▸ **SOURCE EXTRACT**
==*==

Two Drugs Offer New Hope for Breast Cancer Patients

  • Share
  • Read Later
Adrianna Williams

It’s not often that researchers get to report good news for cancer patients, but this week at the San Antonio Breast Cancer Symposium, researchers announced encouraging results from studies of two cancer medications that appeared to keep women’s disease from advancing.

In the first trial of 808 women with advanced breast cancer, an experimental drug from Genentech called pertuzumab stalled patients’ cancer for a median of 18 months when added to standard treatment, compared with a year for patients who got usual treatment alone. Whether or not it improves patients’ survival isn’t clear yet, but the study is ongoing.

Pertuzumab attacks the same target as the cancer drug Herceptin, cells that overproduce a protein known as HER2 that promotes tumor growth. Pertuzumab works in a slightly different, but complementary way, and together the drugs appear to slow down the disease. About 20% to 25% of breast cancers are positive for HER2 — these are the women who might benefit from the new pairing of drugs. “Pertuzumab is a winner,” Dr. Eric Winer of the Dana Farber Cancer Center told the Associated Press. Winer was not affiliated with the study.

The second trial involved Novartis AG’s drug everolimus (Afinitor), which is normally used to suppress the immune system of organ transplant patients. Researchers coupled the drug with an aromatase inhibitor in a trial of 724 women, and the combo slowed progression of metastatic breast cancer by four months, compared with the aromatase inhibitors alone. “These results establish a new standard of care for this group of patients,” Dr. Gabriel Hortobagyi, professor of medicine at MD Anderson Cancer Center and lead author of the study, which was presented at the conference and published in the New England Journal of Medicine, told Medpage Today.

==*==

▸ **DATA EXTRACTS**
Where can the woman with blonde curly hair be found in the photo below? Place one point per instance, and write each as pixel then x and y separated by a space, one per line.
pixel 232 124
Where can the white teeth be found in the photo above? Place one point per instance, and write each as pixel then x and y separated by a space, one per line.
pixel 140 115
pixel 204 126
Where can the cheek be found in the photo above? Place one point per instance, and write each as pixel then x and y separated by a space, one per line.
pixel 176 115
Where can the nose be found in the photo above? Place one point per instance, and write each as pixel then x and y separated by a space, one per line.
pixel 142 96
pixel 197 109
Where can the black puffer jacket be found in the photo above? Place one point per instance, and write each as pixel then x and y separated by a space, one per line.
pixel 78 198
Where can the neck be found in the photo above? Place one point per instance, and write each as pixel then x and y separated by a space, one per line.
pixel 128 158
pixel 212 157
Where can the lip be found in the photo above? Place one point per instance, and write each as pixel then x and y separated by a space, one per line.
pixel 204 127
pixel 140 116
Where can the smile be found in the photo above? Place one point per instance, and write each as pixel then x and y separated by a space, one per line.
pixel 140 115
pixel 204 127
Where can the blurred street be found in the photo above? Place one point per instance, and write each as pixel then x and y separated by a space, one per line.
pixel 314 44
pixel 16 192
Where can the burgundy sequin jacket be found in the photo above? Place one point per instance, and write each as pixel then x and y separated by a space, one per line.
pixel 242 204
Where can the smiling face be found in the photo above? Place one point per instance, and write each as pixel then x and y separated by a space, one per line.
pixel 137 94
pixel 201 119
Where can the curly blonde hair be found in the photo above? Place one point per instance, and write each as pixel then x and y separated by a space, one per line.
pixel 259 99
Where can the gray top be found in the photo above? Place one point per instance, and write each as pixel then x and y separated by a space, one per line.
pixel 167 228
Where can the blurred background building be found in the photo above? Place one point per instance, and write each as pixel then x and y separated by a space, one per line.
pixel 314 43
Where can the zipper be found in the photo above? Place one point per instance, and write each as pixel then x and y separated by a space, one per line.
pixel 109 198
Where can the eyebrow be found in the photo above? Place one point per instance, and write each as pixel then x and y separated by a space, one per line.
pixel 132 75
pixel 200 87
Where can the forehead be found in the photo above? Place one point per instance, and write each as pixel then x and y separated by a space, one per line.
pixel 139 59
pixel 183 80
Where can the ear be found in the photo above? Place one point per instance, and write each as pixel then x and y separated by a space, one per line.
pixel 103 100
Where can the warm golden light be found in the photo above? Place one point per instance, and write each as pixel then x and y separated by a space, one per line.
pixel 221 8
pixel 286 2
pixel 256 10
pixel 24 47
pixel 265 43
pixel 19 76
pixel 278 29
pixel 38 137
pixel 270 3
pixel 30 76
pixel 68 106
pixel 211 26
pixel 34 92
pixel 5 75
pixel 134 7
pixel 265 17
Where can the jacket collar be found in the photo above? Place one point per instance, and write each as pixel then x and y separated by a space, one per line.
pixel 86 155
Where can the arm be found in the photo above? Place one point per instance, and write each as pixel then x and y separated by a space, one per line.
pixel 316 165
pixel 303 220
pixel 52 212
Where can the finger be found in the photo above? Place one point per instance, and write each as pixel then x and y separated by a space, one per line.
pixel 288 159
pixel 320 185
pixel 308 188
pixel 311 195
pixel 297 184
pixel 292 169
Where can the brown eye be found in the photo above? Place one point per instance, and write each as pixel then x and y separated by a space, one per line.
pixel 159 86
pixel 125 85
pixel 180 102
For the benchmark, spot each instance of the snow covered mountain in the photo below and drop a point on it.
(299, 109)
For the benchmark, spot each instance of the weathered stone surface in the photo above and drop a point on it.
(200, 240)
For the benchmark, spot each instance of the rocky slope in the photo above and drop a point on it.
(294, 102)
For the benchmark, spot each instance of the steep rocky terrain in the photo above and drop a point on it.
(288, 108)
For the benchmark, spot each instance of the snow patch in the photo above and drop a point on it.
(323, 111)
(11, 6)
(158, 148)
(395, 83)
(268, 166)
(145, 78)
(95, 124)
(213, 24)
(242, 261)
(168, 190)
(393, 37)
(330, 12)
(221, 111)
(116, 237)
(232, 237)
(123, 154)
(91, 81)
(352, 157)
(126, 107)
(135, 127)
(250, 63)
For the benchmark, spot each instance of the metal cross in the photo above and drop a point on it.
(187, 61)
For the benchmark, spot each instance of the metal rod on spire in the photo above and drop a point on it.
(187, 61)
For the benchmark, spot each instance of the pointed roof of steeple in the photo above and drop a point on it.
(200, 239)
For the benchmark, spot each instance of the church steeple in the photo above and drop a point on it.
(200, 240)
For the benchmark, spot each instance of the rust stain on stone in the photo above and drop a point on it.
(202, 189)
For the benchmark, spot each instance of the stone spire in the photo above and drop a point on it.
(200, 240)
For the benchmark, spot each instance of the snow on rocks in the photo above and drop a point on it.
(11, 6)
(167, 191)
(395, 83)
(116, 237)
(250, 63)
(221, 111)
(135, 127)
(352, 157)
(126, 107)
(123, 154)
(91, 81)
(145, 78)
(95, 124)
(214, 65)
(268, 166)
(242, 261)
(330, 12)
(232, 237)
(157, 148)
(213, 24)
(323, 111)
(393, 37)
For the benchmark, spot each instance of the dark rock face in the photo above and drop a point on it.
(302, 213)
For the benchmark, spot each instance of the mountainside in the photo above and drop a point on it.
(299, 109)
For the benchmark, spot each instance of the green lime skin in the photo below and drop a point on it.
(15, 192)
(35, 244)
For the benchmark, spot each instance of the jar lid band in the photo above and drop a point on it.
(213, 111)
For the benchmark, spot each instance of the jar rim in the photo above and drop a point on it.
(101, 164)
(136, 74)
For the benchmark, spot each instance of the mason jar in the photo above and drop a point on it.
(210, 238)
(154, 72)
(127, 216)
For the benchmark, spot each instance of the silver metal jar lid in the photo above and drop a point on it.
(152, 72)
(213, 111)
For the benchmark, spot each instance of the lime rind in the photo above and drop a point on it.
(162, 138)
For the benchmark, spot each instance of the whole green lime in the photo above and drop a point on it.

==*==

▸ **STUDY QUESTIONS**
[1] Echo the stretch of the breast cancer drugs article from "In the first" through "with the study.".
[2] Write what follows the final sentence of the breast cancer drugs article, carrying it on from there.

▸ **ANSWERS BY ITEM**
[1]
In the first trial of 808 women with advanced breast cancer, an experimental drug from Genentech called pertuzumab stalled patients’ cancer for a median of 18 months when added to standard treatment, compared with a year for patients who got usual treatment alone. Whether or not it improves patients’ survival isn’t clear yet, but the study is ongoing.

Pertuzumab attacks the same target as the cancer drug Herceptin, cells that overproduce a protein known as HER2 that promotes tumor growth. Pertuzumab works in a slightly different, but complementary way, and together the drugs appear to slow down the disease. About 20% to 25% of breast cancers are positive for HER2 — these are the women who might benefit from the new pairing of drugs. “Pertuzumab is a winner,” Dr. Eric Winer of the Dana Farber Cancer Center told the Associated Press. Winer was not affiliated with the study.

[2]
Until now, treating advanced breast cancer has been a game of catch-up, in which doctors cycle through all available hormone therapies in a desperate attempt to stay ahead of the disease. But the latest results suggest that patients may be able to get off that treatment treadmill by adding everolimus, which targets a pathway that cancer cells need to survive. Overall, women getting everolimus had seven months with no disease progression, compared with three in the group that did not get the drug.

Because neither drug combination is yet approved by the Food and Drug Administration for use in treating breast cancer, and pertuzumab is still experimental, additional studies will need to validate the results and show that the drugs can extend survival of patients longer than those that are currently available. Another catch: the drugs are likely to be very expensive, up to $10,000 a month, the AP reports.

Doctors are hopeful that confirmation will come soon. Regarding the everolimus trial, Dr. Vered Stearns, the co-director of the Breast Cancer Program at Johns Hopkins University, told Medpage Today: “The superiority of the combination is statistically and clinically significant and I anticipate that will lead to approval and clinical use within a year or less.”